* What needs to be done *
Output the following lines exactly as they appear, without any changes.

Items from a labeling collection:
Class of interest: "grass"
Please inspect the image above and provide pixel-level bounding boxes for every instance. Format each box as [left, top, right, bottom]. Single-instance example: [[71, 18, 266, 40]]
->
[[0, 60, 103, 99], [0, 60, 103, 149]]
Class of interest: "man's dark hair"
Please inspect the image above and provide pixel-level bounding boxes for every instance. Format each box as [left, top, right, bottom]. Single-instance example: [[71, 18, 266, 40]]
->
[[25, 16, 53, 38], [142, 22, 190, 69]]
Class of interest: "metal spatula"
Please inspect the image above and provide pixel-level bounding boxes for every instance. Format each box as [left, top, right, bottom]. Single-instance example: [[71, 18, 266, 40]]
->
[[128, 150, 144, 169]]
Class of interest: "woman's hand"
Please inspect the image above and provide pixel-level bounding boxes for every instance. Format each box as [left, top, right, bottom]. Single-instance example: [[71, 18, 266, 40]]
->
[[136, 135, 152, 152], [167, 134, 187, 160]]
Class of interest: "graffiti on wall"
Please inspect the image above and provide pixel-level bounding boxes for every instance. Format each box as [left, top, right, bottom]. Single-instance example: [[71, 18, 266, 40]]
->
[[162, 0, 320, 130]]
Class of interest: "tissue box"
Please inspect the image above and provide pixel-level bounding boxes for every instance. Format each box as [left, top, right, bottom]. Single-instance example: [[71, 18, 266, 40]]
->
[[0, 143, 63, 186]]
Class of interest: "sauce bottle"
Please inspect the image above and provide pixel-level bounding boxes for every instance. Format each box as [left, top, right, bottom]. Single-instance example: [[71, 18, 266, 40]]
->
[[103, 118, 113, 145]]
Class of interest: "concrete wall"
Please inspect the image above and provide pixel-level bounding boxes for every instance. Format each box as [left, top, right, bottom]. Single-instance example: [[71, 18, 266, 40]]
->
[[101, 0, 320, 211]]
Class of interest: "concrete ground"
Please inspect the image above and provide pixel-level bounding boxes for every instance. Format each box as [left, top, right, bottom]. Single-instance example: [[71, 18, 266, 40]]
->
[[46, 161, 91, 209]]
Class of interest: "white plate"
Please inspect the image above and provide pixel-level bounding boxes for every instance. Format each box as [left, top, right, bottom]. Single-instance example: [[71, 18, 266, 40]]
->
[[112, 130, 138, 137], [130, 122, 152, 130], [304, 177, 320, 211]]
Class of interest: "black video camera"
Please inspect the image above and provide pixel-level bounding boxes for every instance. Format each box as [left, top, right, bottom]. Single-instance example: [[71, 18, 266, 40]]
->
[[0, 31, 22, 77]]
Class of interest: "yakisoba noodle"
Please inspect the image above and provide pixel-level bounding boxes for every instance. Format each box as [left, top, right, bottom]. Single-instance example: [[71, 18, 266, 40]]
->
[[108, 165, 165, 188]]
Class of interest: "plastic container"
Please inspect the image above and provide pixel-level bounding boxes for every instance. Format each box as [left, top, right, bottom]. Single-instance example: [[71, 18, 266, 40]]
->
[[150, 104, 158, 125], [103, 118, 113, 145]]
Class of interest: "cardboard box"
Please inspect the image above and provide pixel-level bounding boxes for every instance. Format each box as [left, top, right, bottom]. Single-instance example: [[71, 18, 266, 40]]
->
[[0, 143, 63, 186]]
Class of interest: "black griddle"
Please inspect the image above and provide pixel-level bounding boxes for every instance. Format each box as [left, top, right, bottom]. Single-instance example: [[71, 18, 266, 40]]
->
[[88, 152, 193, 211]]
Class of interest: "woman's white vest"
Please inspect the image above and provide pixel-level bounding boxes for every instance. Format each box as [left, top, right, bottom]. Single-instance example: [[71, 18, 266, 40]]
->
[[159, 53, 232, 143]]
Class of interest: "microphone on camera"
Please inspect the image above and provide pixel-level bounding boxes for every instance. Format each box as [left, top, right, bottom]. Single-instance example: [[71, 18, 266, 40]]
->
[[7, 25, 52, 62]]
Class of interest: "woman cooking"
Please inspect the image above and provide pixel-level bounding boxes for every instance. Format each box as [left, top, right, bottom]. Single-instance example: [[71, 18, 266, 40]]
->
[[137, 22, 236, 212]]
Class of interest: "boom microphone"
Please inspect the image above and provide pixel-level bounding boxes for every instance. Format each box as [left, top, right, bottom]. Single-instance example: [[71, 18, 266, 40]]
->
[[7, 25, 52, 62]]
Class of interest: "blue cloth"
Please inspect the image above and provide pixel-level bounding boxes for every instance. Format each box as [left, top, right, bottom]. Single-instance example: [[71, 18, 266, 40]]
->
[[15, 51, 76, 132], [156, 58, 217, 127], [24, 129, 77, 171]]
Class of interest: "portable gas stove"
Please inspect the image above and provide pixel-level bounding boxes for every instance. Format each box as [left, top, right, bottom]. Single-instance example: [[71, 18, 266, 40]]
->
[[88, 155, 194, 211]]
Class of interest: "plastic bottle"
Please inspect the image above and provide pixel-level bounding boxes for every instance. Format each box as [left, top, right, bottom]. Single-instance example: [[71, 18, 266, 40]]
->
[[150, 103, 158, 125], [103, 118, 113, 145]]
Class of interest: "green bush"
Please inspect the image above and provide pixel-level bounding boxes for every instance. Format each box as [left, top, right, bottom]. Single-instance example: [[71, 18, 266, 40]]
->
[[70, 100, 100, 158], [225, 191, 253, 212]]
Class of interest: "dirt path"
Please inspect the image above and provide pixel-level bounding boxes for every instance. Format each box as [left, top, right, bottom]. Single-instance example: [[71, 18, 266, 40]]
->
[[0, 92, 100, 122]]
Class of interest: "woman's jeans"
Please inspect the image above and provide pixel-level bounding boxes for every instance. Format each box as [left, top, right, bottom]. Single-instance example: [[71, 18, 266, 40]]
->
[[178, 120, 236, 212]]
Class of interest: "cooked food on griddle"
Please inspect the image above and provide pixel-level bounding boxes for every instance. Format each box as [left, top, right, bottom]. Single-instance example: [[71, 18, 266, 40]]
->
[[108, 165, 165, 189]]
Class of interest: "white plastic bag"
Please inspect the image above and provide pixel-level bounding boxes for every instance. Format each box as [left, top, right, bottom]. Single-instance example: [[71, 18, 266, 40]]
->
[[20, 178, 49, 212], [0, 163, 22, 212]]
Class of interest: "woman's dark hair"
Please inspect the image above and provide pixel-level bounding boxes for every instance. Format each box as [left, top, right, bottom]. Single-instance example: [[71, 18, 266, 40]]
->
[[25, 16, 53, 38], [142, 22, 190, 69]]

* Reply to the exercise *
Class of interest: "grass"
Please inspect the image above and provide pixel-level bounding boxes for every instance. Format each box as [left, top, right, bottom]. Single-instance example: [[71, 18, 266, 40]]
->
[[0, 60, 103, 99], [0, 60, 103, 149]]
Class of interest: "man's dark hair"
Please inspect the image above and provide pixel-level bounding boxes for every instance. Format each box as [left, top, right, bottom]. Single-instance example: [[71, 18, 266, 40]]
->
[[25, 16, 53, 38], [142, 22, 190, 69]]
Class of interest: "metal spatula"
Please inspect the image above and provide pixel-level bounding boxes for every instance. Format each box as [left, top, right, bottom]. Single-instance example: [[71, 18, 266, 40]]
->
[[128, 150, 144, 169]]
Class of interest: "woman's hand"
Please inspect the image above and provide pixel-level bounding boxes for every instance. Format each box as [left, top, right, bottom]. Single-instance example: [[71, 18, 266, 40]]
->
[[136, 135, 152, 152], [167, 134, 187, 160]]
Class of interest: "graffiti on wall"
Please inspect the image above and provide pixel-level bounding boxes for every instance. Format each box as [left, top, right, bottom]. Single-instance example: [[71, 18, 266, 40]]
->
[[162, 0, 320, 130]]
Class of interest: "tissue box"
Please inspect the image above and provide pixel-level bounding boxes for every instance. Format each box as [left, top, right, bottom]. Single-instance example: [[71, 18, 266, 40]]
->
[[0, 143, 63, 186]]
Class of interest: "sauce bottle"
Please inspect the image above and provide pixel-level bounding boxes for every instance. Format each box as [left, top, right, bottom]. Single-instance example: [[71, 18, 266, 40]]
->
[[103, 118, 113, 145]]
Class of interest: "concrete wall"
Please inspect the image above and provide pixel-level bounding boxes for every instance. Format each box as [left, top, right, bottom]. Single-instance example: [[71, 18, 266, 40]]
->
[[101, 0, 320, 211]]
Class of interest: "concrete ground"
Please inspect the image above and provide pixel-level bounding boxes for every instance. Format each box as [left, top, right, bottom]. Single-instance example: [[71, 18, 266, 40]]
->
[[46, 161, 91, 209]]
Class of interest: "white plate"
Please inspect the image above and provide pixel-level bounding boxes for every instance. Format each box as [left, top, right, bottom]. Single-instance example: [[71, 18, 266, 40]]
->
[[112, 130, 138, 137], [130, 122, 152, 130], [304, 177, 320, 211]]
Class of interest: "black video camera"
Please inspect the image above and provide pixel-level bounding boxes for every instance. Format each box as [left, top, right, bottom]. Single-instance example: [[71, 18, 266, 40]]
->
[[0, 31, 22, 77]]
Class of interest: "yakisoba noodle"
Please inspect the image above and provide pixel-level bounding boxes for every instance. Format each box as [left, top, right, bottom]. Single-instance example: [[71, 18, 266, 40]]
->
[[108, 165, 165, 188]]
Class of interest: "plastic container"
Please inspect the image above and provide pixel-level bounding boxes for every instance. Format each box as [left, top, right, bottom]. Single-instance example: [[71, 18, 266, 40]]
->
[[150, 104, 158, 125], [103, 118, 113, 145]]
Class of interest: "cardboard box"
Please inspect the image above and provide pixel-level bounding boxes for every instance. Format each box as [left, top, right, bottom]. Single-instance example: [[71, 18, 266, 40]]
->
[[0, 143, 63, 186]]
Class of interest: "black griddle"
Please inspect the image above and provide pixel-level bounding boxes for every instance. Format each box as [left, top, right, bottom]. Single-instance example: [[71, 18, 266, 40]]
->
[[88, 152, 193, 211]]
Class of interest: "woman's white vest"
Please inspect the image above and provide pixel-level bounding boxes for every instance. Format each box as [left, top, right, bottom]. Single-instance example: [[71, 18, 266, 40]]
->
[[159, 53, 232, 143]]
Class of interest: "microphone on camera"
Please inspect the image above and provide pixel-level bounding boxes for every instance. Format each box as [left, top, right, bottom]. Single-instance example: [[71, 18, 266, 40]]
->
[[7, 25, 52, 62]]
Class of interest: "woman cooking"
Please inspect the image above and provide pixel-level bounding boxes for every instance. Format each box as [left, top, right, bottom]. Single-instance example: [[71, 18, 266, 40]]
->
[[137, 22, 236, 212]]
Class of interest: "boom microphone"
Please inspect the image above and provide pixel-level bounding boxes for every instance. Format each box as [left, top, right, bottom]. Single-instance example: [[71, 18, 266, 40]]
->
[[7, 25, 52, 62]]
Class of interest: "blue cloth"
Please inspect the image above and provide pixel-level bounding boxes for every instance. Format each box as [left, top, right, bottom]. Single-instance example: [[71, 18, 266, 40]]
->
[[15, 51, 76, 132], [156, 58, 217, 127], [24, 129, 77, 171]]
Class of interest: "portable gas stove"
Please inspect the image above and provide pixel-level bounding boxes for every instance. Format each box as [left, top, right, bottom]. Single-instance example: [[71, 18, 266, 40]]
->
[[88, 155, 194, 211]]
Class of interest: "plastic bottle"
Please inspect the image above and provide pixel-level bounding boxes for every instance. Format each box as [left, top, right, bottom]. Single-instance example: [[71, 18, 266, 40]]
->
[[150, 103, 158, 125], [103, 118, 113, 145]]
Class of interest: "green bush"
Please inspect the image above and provide pixel-level bounding boxes for every instance. Format each box as [left, top, right, bottom]. Single-instance example: [[71, 18, 266, 40]]
->
[[70, 100, 100, 158], [225, 191, 253, 212]]
Class of interest: "dirt path"
Please inspect the image above and provide pixel-level bounding boxes for every instance. Format each box as [left, top, right, bottom]. Single-instance example: [[71, 18, 266, 40]]
->
[[0, 92, 100, 122]]
Class of interest: "woman's jeans"
Please inspect the image above and provide pixel-level bounding boxes for every instance. Format each box as [left, top, right, bottom]. Single-instance example: [[71, 18, 266, 40]]
->
[[178, 120, 236, 212]]
Class of interest: "cooked food on griddle"
Please inspect the image above and provide pixel-level bounding boxes for every instance. Format each box as [left, top, right, bottom]. Single-instance example: [[71, 18, 266, 40]]
->
[[108, 165, 165, 189]]
Class of interest: "white plastic bag"
Please inspect the image above and provide pixel-level bounding boxes for every instance. Format each box as [left, top, right, bottom]. Single-instance example: [[71, 18, 266, 40]]
->
[[20, 178, 49, 212], [0, 163, 22, 212]]
Class of interest: "woman's dark hair"
Please inspect the image above and provide pixel-level bounding boxes for every instance. Format each box as [left, top, right, bottom]. Single-instance example: [[71, 18, 266, 40]]
->
[[25, 16, 53, 38], [142, 22, 190, 69]]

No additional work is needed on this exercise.